TEXTE FOURNI.
***

Aux termes de leurs dernières conclusions récapitulatives n°3 en date du 13 juin 2014, Monsieur et Madame Y demandent à la cour, au visa des articles 1116, 1147 et 1991 et suivants du Code civil, de confirmer le jugement rendu par le tribunal de grande instance de Bourg-en-Bresse en date du 28 janvier 2013 en toutes ses dispositions, et notamment en ce qu’il a :

— dit que la XXX a manqué à son obligation de conseil à l’égard de Monsieur B Y et de Madame D Y née MOREL et est responsable des préjudices qu’ils ont subis,

— dit que la XXX doit payer à de Monsieur B Y et Madame D Y née MOREL :

. une indemnité de 61 554,80 euros à raison de leur préjudice financier,

. une indemnité de 2 000 euros à raison du préjudice moral subi,

— dit que la XXX doit payer à Monsieur B Y et Madame D Y née MOREL une indemnité de 4 000 euros au titre des dispositions de l’article 700 du code de procédure civile, et condamné la XXX aux entiers dépens de l’instance,

Y ajoutant de :

— condamner la XXX à payer à Monsieur B Y et à Madame D Y née MOREL les sommes mises à sa charge par la décision rendue par le tribunal de grande instance de Bourg-en-Bresse en date du 28 janvier 2013,

En tout état de cause,

— débouter la XXX de l’ensemble de ses demandes notamment financières,

— condamner la XXXS à payer à Monsieur B Y et Madame D Y née MOREL une indemnité de 6000,00 euros au titre des dispositions de l’article 700 du code de procédure civile,

— condamner la même aux entiers dépens de l’instance, avec droit de recouvrement direct au profit de la SCP BAUFUME SOURBE, avocat.

La clôture de l’instruction est intervenue le 9 septembre 2014.

MOTIFS DE LA DECISION

Sur le manquement de la XXX à son obligation de conseil

L’avis de valeur rédigé par la société MT le 13 février 2006, est rédigé comme suit :

' -nature du bien Maison, dépendance + terrain avec plan d’eau

Cet avis de valeur a pour objet de vous informer de la valeur estimée de votre bien compte-tenu:

— de l’état actuel du marché immobilier,

— des résultats de l’indice de l’immobilier ORPI

— des statistiques provenant des fichiers informatiques ORPI: biens mis en vente, critères de recherche des acquéreurs, ventes réalisées…

— des techniques d’évaluation ORPI

— points forts du bien: localisation, cachet de l’ensemble, pièces d’eau, état de la rénovation, dépendances à exploiter en très bon état, un ensemble coup de coeur,

A ce jour, la valeur de votre bien est estimée à 450 000 euros pour l’ensemble'.

***

DONNÉES FOURNIES.
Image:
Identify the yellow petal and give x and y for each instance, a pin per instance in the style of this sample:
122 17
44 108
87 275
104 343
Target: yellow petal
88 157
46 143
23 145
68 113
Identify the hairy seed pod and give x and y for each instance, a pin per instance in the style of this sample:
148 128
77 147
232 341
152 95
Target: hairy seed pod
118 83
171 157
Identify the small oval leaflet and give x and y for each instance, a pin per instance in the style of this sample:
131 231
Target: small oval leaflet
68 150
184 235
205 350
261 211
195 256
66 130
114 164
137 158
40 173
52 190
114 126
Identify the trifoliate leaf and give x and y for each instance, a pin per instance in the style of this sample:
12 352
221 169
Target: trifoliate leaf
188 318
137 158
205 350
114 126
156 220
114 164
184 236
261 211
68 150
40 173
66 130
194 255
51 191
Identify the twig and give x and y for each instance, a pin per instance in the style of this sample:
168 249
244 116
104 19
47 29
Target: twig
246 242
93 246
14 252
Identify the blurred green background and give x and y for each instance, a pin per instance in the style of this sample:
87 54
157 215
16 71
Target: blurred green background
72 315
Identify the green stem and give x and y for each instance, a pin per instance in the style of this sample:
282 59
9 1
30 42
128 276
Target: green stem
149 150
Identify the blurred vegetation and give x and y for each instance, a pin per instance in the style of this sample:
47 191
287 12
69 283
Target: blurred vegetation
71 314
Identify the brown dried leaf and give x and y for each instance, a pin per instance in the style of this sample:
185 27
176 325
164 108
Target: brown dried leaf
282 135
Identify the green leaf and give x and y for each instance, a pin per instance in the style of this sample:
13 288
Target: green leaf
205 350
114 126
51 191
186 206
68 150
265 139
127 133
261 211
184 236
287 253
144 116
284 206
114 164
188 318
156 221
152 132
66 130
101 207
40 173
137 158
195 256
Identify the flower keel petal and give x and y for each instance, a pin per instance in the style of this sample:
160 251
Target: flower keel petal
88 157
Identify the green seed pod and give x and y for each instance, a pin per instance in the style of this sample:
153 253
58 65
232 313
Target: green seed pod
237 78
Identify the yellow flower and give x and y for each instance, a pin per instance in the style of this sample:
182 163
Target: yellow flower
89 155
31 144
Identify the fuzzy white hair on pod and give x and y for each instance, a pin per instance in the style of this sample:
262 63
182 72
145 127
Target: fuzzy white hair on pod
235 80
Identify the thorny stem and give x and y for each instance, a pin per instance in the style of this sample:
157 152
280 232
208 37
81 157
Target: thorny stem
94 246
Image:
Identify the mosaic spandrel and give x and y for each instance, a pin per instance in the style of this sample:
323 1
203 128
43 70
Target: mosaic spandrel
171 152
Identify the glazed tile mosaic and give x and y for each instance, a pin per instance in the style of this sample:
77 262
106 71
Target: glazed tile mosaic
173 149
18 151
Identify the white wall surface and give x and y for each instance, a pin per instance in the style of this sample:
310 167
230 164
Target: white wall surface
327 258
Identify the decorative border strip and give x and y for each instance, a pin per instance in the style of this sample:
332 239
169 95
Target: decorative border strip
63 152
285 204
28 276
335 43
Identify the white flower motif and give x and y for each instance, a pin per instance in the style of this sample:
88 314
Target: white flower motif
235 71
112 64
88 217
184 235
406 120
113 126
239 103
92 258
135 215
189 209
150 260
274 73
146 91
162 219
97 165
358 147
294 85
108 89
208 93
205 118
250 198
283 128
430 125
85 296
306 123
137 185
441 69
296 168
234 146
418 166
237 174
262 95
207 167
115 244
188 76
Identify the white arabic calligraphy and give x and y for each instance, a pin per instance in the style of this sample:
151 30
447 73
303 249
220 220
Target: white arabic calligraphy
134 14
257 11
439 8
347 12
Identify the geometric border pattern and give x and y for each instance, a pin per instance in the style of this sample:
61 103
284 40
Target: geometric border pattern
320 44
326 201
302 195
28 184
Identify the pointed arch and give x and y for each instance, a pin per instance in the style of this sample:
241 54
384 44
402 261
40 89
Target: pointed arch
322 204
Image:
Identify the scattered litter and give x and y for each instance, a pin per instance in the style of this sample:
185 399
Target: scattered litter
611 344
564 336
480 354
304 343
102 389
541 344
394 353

***

LISTE DES TÂCHES.
• a. Traduisez en anglais cette phrase de l'extrait d'arrêt : « La clôture de l'instruction est intervenue le 9 septembre 2014. »
• b. Reprenez l'extrait d'arrêt sur l'avis de valeur immobilier à la suite de sa dernière phrase.

RÉPONSES PAR TÂCHE.
• a. The pretrial investigation was closed on September 9, 2014.

• b.
Pour dire que la Société MT a manqué à son obligation de conseil, après avoir rappelé d’une part que celui-ci consiste à formuler une appréciation circonstanciée et à orienter le choix du bénéficiaire de l’obligation, d’autre part que la société MT avait connaissance que cet avis conditionnait les conditions d’achat des époux Y pour le bien qu’ils projetaient d’acheter par son intermédiaire, le jugement retient que :

— l’évaluation faite surévaluait le bien en ne mentionnant que les points forts du bien sans tenir compte des éléments négatifs de la maison pourtant relevés facilement par une évaluation ultérieure, points forts que la société MT qualifiera ensuite de points faibles dans ses conclusions et ne comportait, contrairement à l’usage, ni l’indication d’une fourchette haute et basse de la valeur du bien ni réserves alors même que la société MT plaide que cette maison était difficile à évaluer,

— la société MT n’a pas dissuadé les époux Y de mettre en vente leur bien à un prix encore plus surévalué de 495 000 euros, alors qu’un prix irréaliste fait fuir les prospects et diminue les chances de vendre pendant plusieurs mois,

— la société MT a manqué de diligence dans la commercialisation du bien, puis, en 2008, a continué à le proposer à la vente alors qu’elle avait connaissance qu’un mandat exclusif avait été confié à un autre agent immobilier, de surcroît sans tenir compte de la baisse de prix, ceci étant de nature à jeter la suspicion sur un bien proposé selon les agences avec de grands écarts de prix.

La société MT ne conteste pas avoir été tenue vis à vis des époux Y à un devoir d’information et de conseil lui imposant de donner une information loyale sur la valeur du bien mis en vente mais rappelle que l’agent immobilier n’est pas tenu à une obligation de résultat quant à l’estimation qu’il donne.

Et c’est bien une estimation qui a été donnée par la société MT ( 'la valeur de votre bien est estimée').

Néanmoins, débitrice dans sa propre thèse d’une obligation de conseil et de renseignement, il appartient à la société MT de rapporter la preuve qu’elle y a satisfait.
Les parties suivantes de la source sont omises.